**Source excerpt**
________________________

We carried out dissolution experiments on upper Paleocene to lower Eocene foraminiferal assemblages and selected taxa from the central Pacific (Allison Guyot and Shatsky Rise) and the Tethys (Dababiya, Egypt) in order to reveal the effects of differential dissolution on the composition of foraminiferal assemblages. Dissolution phenomena are a recurrent problem of upper Paleocene to lower Eocene foraminiferal assemblages, especially in connection with the Paleocene-Eocene Thermal Maximum (PETM). In some sequences severe dissolution is easily recognized by the absence of calcareous foraminifera in clay beds. However, less severe dissolution is rarely documented as such, although there are various more subtle indications, such as increased fragmentation and depressed absolute abundance and P/B ratios. Our study aims to investigate the effects of differential dissolution on the quantitative composition of planktonic and benthic foraminiferal assemblages. More specifically, we aim at developing objective criteria for the evaluation of dissolution in foraminiferal assemblages used in early Paleogene paleoenvironmental reconstructions, with an emphasis on the PETM.

________________________

**Material provided**
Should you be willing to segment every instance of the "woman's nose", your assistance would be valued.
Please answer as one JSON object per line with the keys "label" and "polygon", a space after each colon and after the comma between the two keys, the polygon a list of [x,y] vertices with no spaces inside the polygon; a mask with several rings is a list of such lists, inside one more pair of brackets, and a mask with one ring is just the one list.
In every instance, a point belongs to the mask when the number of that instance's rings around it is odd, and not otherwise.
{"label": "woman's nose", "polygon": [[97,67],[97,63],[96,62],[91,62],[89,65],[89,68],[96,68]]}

________________________

**Written task 1**
Answer these questions from the excerpt on foraminiferal dissolution experiments.
(a) Which two central Pacific sites supplied assemblages for the experiments?
(b) By what feature is severe dissolution easily recognized in some sequences?
(c) Which event do the authors emphasize in their aim to develop objective criteria?
**Written task 2**
Extend the excerpt on foraminiferal dissolution experiments with a few sentences that follow on from its last sentence.

**Output 1**
(a) Allison Guyot and Shatsky Rise.
(b) By the absence of calcareous foraminifera in clay beds.
(c) The Paleocene-Eocene Thermal Maximum (PETM).

**Output 2**
Our experiments confirm two general observations on modern foraminifera: 1) planktonic foraminifera are much more vulnerable to dissolution than benthic foraminifera, leading to depressed P/B ratios and 2) dissolution susceptibility differs between size fractions, with the smaller specimens (less calcite) dissolving more rapidly than bigger ones, leading to a larger average size of the remaining specimens. During the experiment, the planktonic assemblage becomes more and more enriched in the resistant muricate genera Acarinina and Morozovella. Smooth taxa such as Globanomalina and Zeauvigerina disappear first, followed by the cancellate Subbotina. The high relative susceptibility of Subbotina is unexpected, since poorly preserved assemblages often contain abundant specimens of this genus. Our experimental data suggest that Subbotina must have been strongly dominant in the primary assemblages, which could be indicative of strong upwelling. Amongst the benthic assemblage of Dababiya dissolution leads to a relative enrichment of Lenticulina and the agglutinated Gaudryina. Biserial, triserial and porcelaneous taxa are most susceptible to dissolution, whereas thick-shelled rotaliines, such as Alabamina, Cibicidoides and Anomalinoides, have an intermediate susceptibility.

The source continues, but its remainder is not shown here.